◆ TASK DIRECTIONS: Only an exact, line-for-line copy of the data will serve as the answer.

◆ SUPPLIED ENTRIES:

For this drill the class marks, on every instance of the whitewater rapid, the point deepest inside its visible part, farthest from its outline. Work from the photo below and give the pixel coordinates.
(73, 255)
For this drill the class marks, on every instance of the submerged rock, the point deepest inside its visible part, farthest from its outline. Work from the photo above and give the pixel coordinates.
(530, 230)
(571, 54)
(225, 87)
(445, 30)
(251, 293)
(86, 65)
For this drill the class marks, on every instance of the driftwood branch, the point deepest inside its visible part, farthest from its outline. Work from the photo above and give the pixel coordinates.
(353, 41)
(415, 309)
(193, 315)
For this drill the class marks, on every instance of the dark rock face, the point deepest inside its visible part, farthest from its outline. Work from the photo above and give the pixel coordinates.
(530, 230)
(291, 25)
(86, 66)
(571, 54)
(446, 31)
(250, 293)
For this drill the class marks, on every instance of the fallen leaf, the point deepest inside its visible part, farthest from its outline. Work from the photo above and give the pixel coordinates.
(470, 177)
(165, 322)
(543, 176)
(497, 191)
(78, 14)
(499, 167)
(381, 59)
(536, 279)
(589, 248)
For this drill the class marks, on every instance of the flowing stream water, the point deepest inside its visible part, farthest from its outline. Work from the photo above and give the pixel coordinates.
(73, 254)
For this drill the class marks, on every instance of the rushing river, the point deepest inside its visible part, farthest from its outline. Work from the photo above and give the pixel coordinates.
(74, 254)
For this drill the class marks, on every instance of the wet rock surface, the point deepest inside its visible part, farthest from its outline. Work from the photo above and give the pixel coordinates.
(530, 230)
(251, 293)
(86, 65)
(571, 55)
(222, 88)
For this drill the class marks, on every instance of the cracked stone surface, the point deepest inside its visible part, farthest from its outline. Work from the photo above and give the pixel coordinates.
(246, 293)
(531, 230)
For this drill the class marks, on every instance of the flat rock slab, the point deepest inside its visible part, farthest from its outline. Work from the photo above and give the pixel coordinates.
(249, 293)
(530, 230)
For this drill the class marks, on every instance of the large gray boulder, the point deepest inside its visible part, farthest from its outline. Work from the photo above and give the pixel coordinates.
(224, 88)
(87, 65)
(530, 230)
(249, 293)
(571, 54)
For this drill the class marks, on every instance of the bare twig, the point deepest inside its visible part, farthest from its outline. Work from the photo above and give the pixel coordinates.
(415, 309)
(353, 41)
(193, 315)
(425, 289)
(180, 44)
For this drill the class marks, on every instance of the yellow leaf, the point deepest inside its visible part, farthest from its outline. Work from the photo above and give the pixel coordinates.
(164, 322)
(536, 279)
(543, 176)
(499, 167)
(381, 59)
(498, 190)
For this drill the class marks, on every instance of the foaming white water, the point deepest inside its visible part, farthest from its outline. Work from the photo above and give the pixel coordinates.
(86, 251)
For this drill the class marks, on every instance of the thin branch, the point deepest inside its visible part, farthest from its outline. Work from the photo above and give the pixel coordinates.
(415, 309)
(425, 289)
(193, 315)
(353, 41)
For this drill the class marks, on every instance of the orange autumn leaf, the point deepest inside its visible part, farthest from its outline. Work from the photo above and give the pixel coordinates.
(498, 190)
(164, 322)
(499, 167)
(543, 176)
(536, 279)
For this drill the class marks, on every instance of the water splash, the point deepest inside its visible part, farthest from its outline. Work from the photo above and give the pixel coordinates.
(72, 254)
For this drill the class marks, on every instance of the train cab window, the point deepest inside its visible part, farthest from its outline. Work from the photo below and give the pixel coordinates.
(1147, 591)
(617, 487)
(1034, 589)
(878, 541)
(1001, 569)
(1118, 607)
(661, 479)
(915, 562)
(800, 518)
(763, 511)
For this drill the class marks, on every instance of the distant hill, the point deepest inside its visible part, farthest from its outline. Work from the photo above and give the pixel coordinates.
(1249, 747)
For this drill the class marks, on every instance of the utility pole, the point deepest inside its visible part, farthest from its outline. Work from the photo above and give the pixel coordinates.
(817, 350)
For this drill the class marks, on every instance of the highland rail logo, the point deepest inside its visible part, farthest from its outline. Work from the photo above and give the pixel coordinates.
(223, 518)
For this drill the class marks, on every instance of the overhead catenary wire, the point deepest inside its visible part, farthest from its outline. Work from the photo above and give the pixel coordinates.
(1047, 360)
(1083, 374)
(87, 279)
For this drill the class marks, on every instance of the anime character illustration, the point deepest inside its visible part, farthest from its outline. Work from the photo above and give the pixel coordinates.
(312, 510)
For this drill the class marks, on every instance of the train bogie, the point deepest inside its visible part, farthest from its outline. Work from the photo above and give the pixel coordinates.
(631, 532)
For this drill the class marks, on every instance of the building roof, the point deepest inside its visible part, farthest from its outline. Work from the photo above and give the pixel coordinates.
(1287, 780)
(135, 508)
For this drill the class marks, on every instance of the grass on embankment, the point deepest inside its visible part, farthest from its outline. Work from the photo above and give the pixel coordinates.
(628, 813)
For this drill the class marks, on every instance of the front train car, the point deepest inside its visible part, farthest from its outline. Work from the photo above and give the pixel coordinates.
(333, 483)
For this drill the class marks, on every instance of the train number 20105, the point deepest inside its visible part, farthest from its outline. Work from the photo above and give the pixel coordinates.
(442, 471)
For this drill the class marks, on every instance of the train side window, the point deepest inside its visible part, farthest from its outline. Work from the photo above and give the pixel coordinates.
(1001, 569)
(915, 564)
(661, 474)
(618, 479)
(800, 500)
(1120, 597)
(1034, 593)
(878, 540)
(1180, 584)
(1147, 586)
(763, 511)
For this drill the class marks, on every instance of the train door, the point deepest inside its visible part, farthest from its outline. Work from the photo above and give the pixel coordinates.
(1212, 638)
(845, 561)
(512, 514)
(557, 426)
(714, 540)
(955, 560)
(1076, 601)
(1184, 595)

◆ SOLUTION TO THIS EXERCISE:
For this drill the class marks, on every instance of the whitewater rapid, the point deepest inside its visible part, farthest from its outline. Work from the photo below and give the pixel coordinates.
(73, 255)
For this drill the class marks, on every instance of the submerged rock, the point deepest inside its visible part, farthest from its outline. Work from the photo above and give the pixel coordinates.
(530, 230)
(571, 54)
(225, 87)
(445, 30)
(251, 293)
(86, 65)
For this drill the class marks, on every instance of the driftwood branch, the point deepest inside its visible part, farthest from its outline. Work from the photo above and give the pixel coordinates.
(353, 41)
(415, 309)
(193, 315)
For this drill the class marks, on every instance of the dark rock face, the point deepest inside its visible part, farthest from its outline. Work from the photo above and give the pixel coordinates.
(530, 230)
(291, 25)
(86, 66)
(571, 54)
(446, 31)
(250, 293)
For this drill the class marks, on every instance of the fallen leaf, the point deepest inside its visible part, farthest from its outline. Work from the photo above and give the pixel coordinates.
(470, 177)
(165, 322)
(543, 176)
(497, 191)
(78, 14)
(499, 167)
(381, 59)
(536, 279)
(589, 248)
For this drill the class marks, on every instance of the flowing stream water, the point deepest inside its visible part, farthest from its outline. Work from the photo above and give the pixel coordinates.
(73, 254)
For this drill the class marks, on every instance of the rushing river, the point deepest inside its visible part, farthest from its outline. Work from the photo above and give the pixel coordinates.
(74, 254)
For this drill the class marks, on every instance of the wet rock surface, the point deepest inside its visible part, farthest from its outline. Work from the photo above and give the pixel coordinates.
(530, 230)
(251, 293)
(86, 65)
(571, 55)
(222, 88)
For this drill the class marks, on every instance of the cracked stone surface, the point deepest inside its visible part, farthest from its outline. Work from the photo above and give the pixel coordinates.
(246, 293)
(531, 230)
For this drill the class marks, on every instance of the flat rock slab, the point deepest inside its visible part, farthest from its outline. Work from the photo above and give the pixel coordinates.
(249, 293)
(530, 230)
For this drill the class marks, on every instance of the large gray boulder, the point deepest inside its visible part, farthest from its outline. Work from the photo above and give the pixel coordinates.
(224, 88)
(87, 65)
(530, 230)
(249, 293)
(571, 54)
For this drill the class marks, on every instance of the bare twig, the point deepest inside its visible part, farthest from its outline. Work from the photo above and give the pixel coordinates.
(415, 309)
(353, 41)
(193, 315)
(425, 289)
(180, 44)
For this drill the class marks, on every instance of the yellow leaf, the point deepest inside its visible part, farthest from its outline. Work from the photo above and give the pixel coordinates.
(164, 322)
(536, 279)
(543, 176)
(499, 167)
(381, 59)
(498, 190)
For this drill the class marks, on every instance of the foaming white water, the point deepest inside its visible part, farthest from its outline. Work from the photo above and give the pixel coordinates.
(86, 251)
For this drill the class marks, on every instance of the thin branch, the point deepest inside its visible part, farthest from its outline. Work from the photo above and give the pixel coordinates.
(415, 309)
(425, 289)
(193, 315)
(353, 41)
For this drill the class marks, on every instance of the orange autumn leaf, the point deepest inside its visible part, farthest from its outline. Work from the photo above and give the pixel coordinates.
(498, 190)
(164, 322)
(499, 167)
(543, 176)
(536, 279)
For this drill the class marks, on every instance of the water splash, the point deepest inside its visible part, farthest from its outline. Work from the photo above and give the pixel coordinates.
(72, 254)
For this drill the class marks, on every instance of the train cab window, the point deepest inside its visible part, farthest from its outline. Work from the photo below and give the pixel coordinates.
(1147, 591)
(617, 487)
(1034, 589)
(878, 541)
(1001, 569)
(1118, 607)
(661, 479)
(915, 562)
(800, 518)
(763, 511)
For this drill the class marks, on every instance of the distant hill, the point deepest inside its visible part, farthest from its outline. Work from the photo above and give the pixel coordinates.
(1249, 747)
For this drill the class marks, on every instance of the utility pole, the point deepest inside its visible part, farthest from its outline. Work from the photo above and give the pixel coordinates.
(817, 350)
For this drill the class marks, on every instance of the highland rail logo, the point deepest inside its visible part, farthest from its outline. Work from the photo above and give the pixel coordinates.
(223, 518)
For this drill the class marks, on every instance of the overhead catenary wire, the point deepest inside its visible part, farthest from its outline. Work from the photo above and give the pixel coordinates.
(1047, 360)
(1083, 374)
(87, 279)
For this drill the class marks, on every instance of the anime character illustration, the point deepest inside its visible part, farthest from its outline. Work from the photo above and give the pixel coordinates.
(312, 510)
For this drill the class marks, on every instance of the train bogie, the point deepest inside its visible part, farthest from its outline. Work from the photo above and give the pixel coordinates.
(631, 532)
For this drill the class marks, on every instance of the building roof, the point deepest inside its visible part, farthest from its outline. Work from the photo above and give the pixel coordinates.
(1287, 780)
(135, 508)
For this drill the class marks, on every instance of the grass on embankment, the point deepest inside its visible part, farthest from its outline. Work from the photo above and give the pixel coordinates.
(628, 813)
For this drill the class marks, on every instance of the front train car, the point deepest inside its visible part, farthest from its outline. Work from the photo above and give the pixel coordinates.
(333, 483)
For this drill the class marks, on every instance of the train number 20105, the point deepest inside its visible part, farthest from its outline. Work from the photo above and give the pixel coordinates.
(442, 471)
For this drill the class marks, on every instance of the train side window, the point deepest inside its visible part, farthest from its outline. Work from the photo above and give the pixel coordinates.
(1001, 569)
(915, 564)
(661, 474)
(618, 479)
(800, 500)
(1120, 597)
(1034, 593)
(878, 540)
(1180, 584)
(1147, 586)
(763, 511)
For this drill the class marks, on every instance of the train door, the point deepest inside its visible part, farthest from its outline. Work from the photo above and give the pixel coordinates.
(1212, 638)
(845, 561)
(512, 514)
(557, 426)
(714, 540)
(955, 560)
(1076, 601)
(1184, 595)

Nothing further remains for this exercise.